Excerpts of pointing data
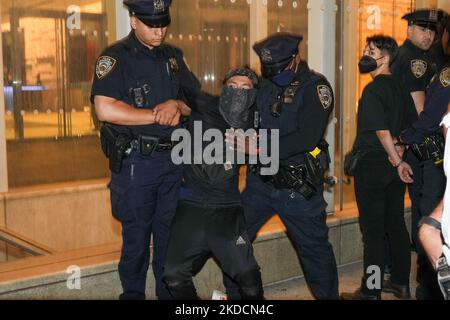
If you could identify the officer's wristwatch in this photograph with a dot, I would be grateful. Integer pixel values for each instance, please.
(429, 221)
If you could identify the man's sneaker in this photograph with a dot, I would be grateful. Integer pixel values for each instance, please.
(359, 295)
(400, 291)
(218, 295)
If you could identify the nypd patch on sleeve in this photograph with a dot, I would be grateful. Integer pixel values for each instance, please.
(325, 96)
(418, 68)
(445, 77)
(105, 65)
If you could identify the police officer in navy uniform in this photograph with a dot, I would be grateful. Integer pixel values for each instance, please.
(298, 102)
(436, 54)
(136, 93)
(414, 68)
(426, 140)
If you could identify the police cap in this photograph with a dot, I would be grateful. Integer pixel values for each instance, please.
(427, 18)
(276, 52)
(154, 13)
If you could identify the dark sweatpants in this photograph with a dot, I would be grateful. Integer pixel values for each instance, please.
(380, 198)
(201, 231)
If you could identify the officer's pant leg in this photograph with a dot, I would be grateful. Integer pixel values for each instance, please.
(371, 179)
(187, 251)
(257, 210)
(432, 192)
(414, 191)
(167, 199)
(397, 233)
(134, 259)
(306, 223)
(230, 244)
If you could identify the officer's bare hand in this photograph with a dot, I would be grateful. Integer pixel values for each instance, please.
(236, 140)
(168, 113)
(405, 172)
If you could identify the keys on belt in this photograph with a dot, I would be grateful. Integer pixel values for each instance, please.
(146, 145)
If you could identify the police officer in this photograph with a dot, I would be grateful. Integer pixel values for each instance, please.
(210, 218)
(414, 68)
(135, 91)
(296, 101)
(427, 142)
(436, 54)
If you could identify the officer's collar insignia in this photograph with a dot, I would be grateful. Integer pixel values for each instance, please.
(433, 15)
(266, 55)
(158, 6)
(174, 65)
(186, 64)
(418, 68)
(325, 96)
(105, 65)
(445, 77)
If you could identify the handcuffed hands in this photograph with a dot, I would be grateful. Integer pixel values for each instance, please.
(168, 113)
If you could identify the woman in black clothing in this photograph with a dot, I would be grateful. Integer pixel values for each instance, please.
(385, 109)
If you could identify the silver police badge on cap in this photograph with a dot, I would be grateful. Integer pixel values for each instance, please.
(105, 65)
(418, 68)
(158, 6)
(445, 77)
(325, 96)
(266, 55)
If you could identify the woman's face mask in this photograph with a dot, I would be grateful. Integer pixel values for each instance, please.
(367, 64)
(235, 104)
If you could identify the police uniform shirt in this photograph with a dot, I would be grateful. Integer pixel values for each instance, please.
(436, 103)
(437, 57)
(303, 122)
(412, 67)
(384, 105)
(215, 184)
(130, 72)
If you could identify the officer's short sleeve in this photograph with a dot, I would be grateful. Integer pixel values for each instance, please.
(108, 80)
(417, 75)
(373, 115)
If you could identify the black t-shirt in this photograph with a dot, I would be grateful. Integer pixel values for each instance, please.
(214, 184)
(384, 105)
(412, 67)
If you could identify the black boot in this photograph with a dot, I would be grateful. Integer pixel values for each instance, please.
(359, 295)
(400, 291)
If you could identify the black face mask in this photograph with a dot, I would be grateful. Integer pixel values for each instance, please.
(235, 104)
(368, 64)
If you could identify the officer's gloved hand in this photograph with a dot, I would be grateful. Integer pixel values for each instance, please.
(168, 113)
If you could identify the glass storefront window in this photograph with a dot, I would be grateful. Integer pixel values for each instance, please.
(49, 53)
(290, 16)
(214, 36)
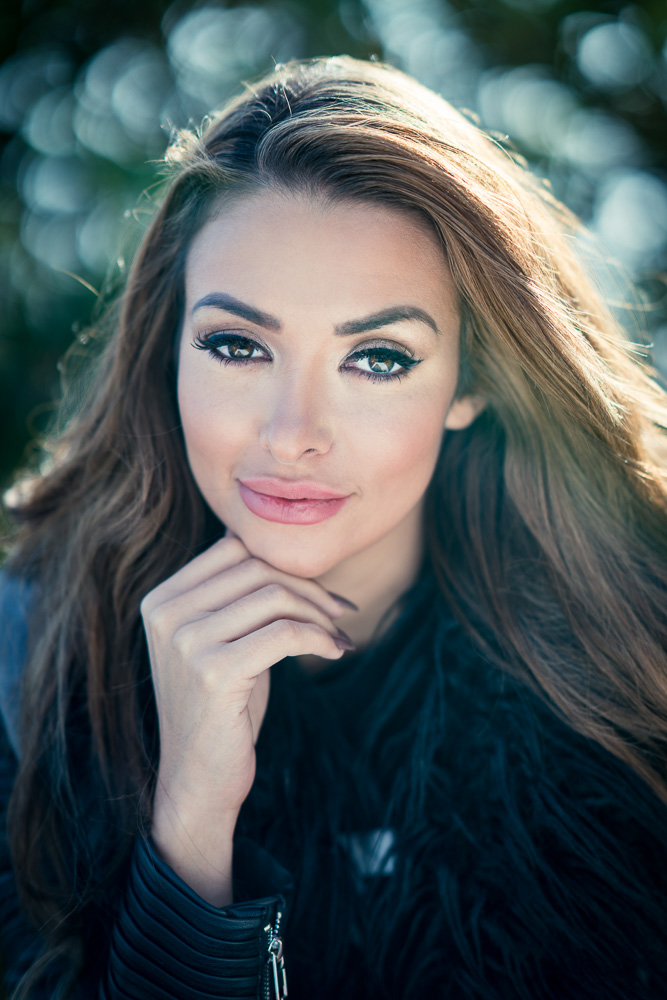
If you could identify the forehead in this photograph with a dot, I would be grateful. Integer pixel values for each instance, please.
(287, 244)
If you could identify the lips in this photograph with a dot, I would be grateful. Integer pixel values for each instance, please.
(298, 489)
(309, 503)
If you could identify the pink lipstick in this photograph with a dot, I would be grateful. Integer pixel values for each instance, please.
(290, 502)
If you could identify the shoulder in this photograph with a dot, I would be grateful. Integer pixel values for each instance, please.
(16, 600)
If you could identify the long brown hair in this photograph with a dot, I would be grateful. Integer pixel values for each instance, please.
(546, 518)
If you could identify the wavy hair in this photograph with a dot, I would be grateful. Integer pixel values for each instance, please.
(546, 519)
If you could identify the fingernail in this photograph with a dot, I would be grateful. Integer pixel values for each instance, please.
(343, 643)
(343, 600)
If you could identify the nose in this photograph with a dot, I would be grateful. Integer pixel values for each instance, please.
(299, 419)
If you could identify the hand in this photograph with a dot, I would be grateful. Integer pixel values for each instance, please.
(213, 630)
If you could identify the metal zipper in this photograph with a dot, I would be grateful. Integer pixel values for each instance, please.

Task requirements ▸ Using the material above, retype each entry exactly and omit the pictures.

Answer to the problem ▸
If you could identify the officer's wristwatch in this photograph with a dot, I would be grateful. Integer pixel values for each instance, please.
(429, 221)
If you could identify the man's sneaker in this photograph with a dot, I would be grateful. Integer pixel values for each instance, please.
(359, 295)
(400, 291)
(218, 295)
If you could identify the nypd patch on sleeve in this photograph with a dot, I would be grateful. Integer pixel values for each instance, please.
(325, 96)
(418, 68)
(445, 77)
(105, 65)
If you could identify the police officer in navy uniform in this photograph with a dot, I would be grateful. Integer pixel values for each instance, please.
(298, 102)
(436, 54)
(136, 93)
(414, 68)
(426, 140)
If you could identify the police cap in this photograph with a dot, I would be grateful. Integer pixel values for each instance, please.
(427, 18)
(276, 52)
(154, 13)
If you could identify the dark sweatpants in this photograph with a dot, I would be grateful. Integer pixel values for each instance, please.
(380, 198)
(201, 231)
If you could identify the officer's pant leg in this photograph with a dot, I would be grateful. Integer pixel values for each instance, please.
(371, 179)
(187, 251)
(257, 210)
(432, 192)
(414, 191)
(167, 199)
(397, 233)
(134, 259)
(306, 223)
(230, 244)
If you could identify the officer's bare hand in this photograph with a dot, I would be grateful. Integer pixel values for each instance, please.
(236, 140)
(168, 113)
(405, 172)
If you could identify the keys on belt in this photograph with a dot, I would be grateful. Integer pixel values for each instance, please.
(146, 145)
If you could identify the police officer in this photograph with a dot, I would be grateful. Integer pixel values for each instance, please.
(210, 218)
(414, 68)
(135, 91)
(296, 101)
(427, 142)
(436, 54)
If you could identify the officer's collar insignia in this photograph with a dot, I would be grateful. Integer pixel values for each instance, please.
(433, 15)
(266, 55)
(158, 6)
(174, 65)
(186, 64)
(418, 68)
(325, 96)
(105, 65)
(445, 77)
If you could identify the handcuffed hands in this photograph with a dot, I would be grateful. Integer pixel values for each instance, please.
(168, 113)
If you could identify the woman in black clothing in this photograph with a dot, I would be grateful. Integer pixel values for each instance, please.
(385, 109)
If you could identify the silver police badge on cap in this photograph with a dot, I would be grateful. Integer pixel values for each instance, please.
(105, 65)
(418, 68)
(158, 6)
(445, 77)
(325, 96)
(266, 55)
If you could identify the woman's face mask in this photograph with a dot, I would be grateful. Integer pixel values for each instance, please.
(367, 64)
(235, 104)
If you could identify the police uniform shirt in this photograph with a dot, I would be grateful. Integer pixel values for each instance, please.
(436, 103)
(437, 57)
(303, 122)
(412, 67)
(384, 105)
(215, 184)
(130, 72)
If you could identify the officer's short sleeve in this photograph with a dot, I would be grateful. Integer pixel values for each instance, please.
(108, 80)
(417, 75)
(373, 115)
If you could identify the black t-shirt in this photograph with a dot, I would be grateful. Integer pixel values for each instance, please.
(214, 184)
(384, 105)
(412, 67)
If you could identify the black boot in this photograph with a dot, I would be grateful. Integer pixel values for each instance, please.
(359, 295)
(400, 291)
If you could identify the black face mask in this photograph with a dot, I would be grateful. Integer pixel values for each instance, please.
(235, 104)
(368, 64)
If you could identify the officer's gloved hand in this photograph with a dot, I would be grateful. Integer pixel values for each instance, please.
(168, 113)
If you could identify the glass storefront window in this photograph with a dot, I would be grateful. Integer pixel values for each instance, please.
(49, 53)
(290, 16)
(214, 36)
If you could identify the forehead in this photograph with a dot, I would be grateful. Integer pixel values for each instance, please.
(287, 244)
If you could identify the lips in this photograph with a dot, I would be grateful. Integer pixel values for each instance, please.
(298, 489)
(309, 503)
If you could identify the pink lipstick in this photograph with a dot, I would be grateful. Integer pixel values for each instance, please.
(290, 502)
If you could identify the shoulder in this photograph with a dot, I would be grateful. Integer pixel values for each instance, please.
(16, 600)
If you could identify the long brown hair in this photograph with a dot, I would be grateful. Integer pixel values for each instance, please.
(546, 518)
If you could identify the wavy hair in this photograph with a dot, I would be grateful. Integer pixel values for each instance, please.
(546, 519)
If you could identify the fingernail in this photograph with a dot, I would be grateful. Integer pixel values for each instance, please.
(343, 643)
(343, 600)
If you could identify the nose in this photograph with a dot, I would be grateful. Integer pixel values for each instance, please.
(299, 419)
If you could identify the hand in this photograph with a dot, I would be grateful. Integer pixel values for each instance, please.
(213, 630)
If you could identify the metal zipper in this photograph with a dot, I would be grateful. Integer pixel values for each instance, please.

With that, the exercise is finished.